*** Passage given
10 Cocktails to Drink This Fall
Keep yourself warm when the weather changes with these luxurious cocktails.

As the summer winds down and cooler weather sets in, bars and restaurants revamp their cocktail menus to focus on spirits and flavors more befitting of the fall – brown liquor, baking spices, apple, and cinnamon, for example. Whiskey, dark rum, and Applejack often take the place of gin and vodka in drinks that are flavored with maple, pumpkin, and bitters. Come autumn, there’s something very comforting about bellying up to the bar and ordering something warming in theme, flavor, and sometimes even temperature.
Here are ten cocktails to enjoy this fall at bars around the country.
******
Exercise: Decide whether each statement agrees with the passage on fall cocktails, answering yes or no and quoting the words of the passage that settle it. 1. In the fall, whiskey, dark rum, and Applejack often replace gin and vodka. 2. The passage presents twenty cocktails. 3. Fall cocktails are always served warm. The records are separate material, unconnected to the passage on fall cocktails.
*** Provided information
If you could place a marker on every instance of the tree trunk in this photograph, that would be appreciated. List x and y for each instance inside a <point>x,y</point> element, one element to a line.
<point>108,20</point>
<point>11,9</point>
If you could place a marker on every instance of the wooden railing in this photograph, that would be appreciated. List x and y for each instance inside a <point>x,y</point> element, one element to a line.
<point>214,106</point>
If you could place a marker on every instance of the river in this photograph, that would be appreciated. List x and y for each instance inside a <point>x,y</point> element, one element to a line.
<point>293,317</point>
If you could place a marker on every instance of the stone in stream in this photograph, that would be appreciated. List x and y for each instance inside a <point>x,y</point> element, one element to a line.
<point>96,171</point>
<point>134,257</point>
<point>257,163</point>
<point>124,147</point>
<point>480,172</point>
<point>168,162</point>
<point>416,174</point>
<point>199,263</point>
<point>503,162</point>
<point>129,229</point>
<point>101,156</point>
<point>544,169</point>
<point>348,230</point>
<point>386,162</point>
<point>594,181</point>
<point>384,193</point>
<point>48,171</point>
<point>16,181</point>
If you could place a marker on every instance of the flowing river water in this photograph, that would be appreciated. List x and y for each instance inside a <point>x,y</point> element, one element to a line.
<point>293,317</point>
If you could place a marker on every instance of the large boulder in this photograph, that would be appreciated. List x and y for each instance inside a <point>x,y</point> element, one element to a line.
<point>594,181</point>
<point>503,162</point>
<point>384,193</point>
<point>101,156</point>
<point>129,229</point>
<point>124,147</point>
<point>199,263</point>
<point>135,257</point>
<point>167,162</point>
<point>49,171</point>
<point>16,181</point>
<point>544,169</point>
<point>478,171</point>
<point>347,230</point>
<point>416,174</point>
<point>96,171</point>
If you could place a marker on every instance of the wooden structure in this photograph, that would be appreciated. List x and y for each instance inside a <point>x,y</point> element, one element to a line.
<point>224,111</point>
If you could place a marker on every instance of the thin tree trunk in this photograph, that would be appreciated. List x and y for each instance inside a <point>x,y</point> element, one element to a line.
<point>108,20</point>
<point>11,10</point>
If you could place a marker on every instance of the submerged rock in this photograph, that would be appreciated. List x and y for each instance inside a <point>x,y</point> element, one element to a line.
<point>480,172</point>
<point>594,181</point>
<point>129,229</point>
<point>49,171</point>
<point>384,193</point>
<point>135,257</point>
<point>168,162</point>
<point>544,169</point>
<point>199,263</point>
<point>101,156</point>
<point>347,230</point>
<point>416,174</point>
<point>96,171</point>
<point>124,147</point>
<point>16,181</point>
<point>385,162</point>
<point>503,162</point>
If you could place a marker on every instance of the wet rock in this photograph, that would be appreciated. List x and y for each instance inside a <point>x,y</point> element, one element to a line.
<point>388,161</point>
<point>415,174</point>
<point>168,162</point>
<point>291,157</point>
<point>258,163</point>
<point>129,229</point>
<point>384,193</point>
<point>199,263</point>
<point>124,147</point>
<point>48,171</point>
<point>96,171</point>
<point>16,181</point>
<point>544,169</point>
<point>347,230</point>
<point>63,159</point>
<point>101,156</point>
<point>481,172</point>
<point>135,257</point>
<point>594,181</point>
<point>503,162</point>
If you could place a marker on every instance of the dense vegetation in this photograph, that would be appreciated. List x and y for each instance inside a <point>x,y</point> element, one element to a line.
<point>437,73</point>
******
Reply to the task:
1. Yes: "Whiskey, dark rum, and Applejack often take the place of gin and vodka"
2. No: "Here are ten cocktails to enjoy this fall at bars around the country."
3. No: "ordering something warming in theme, flavor, and sometimes even temperature"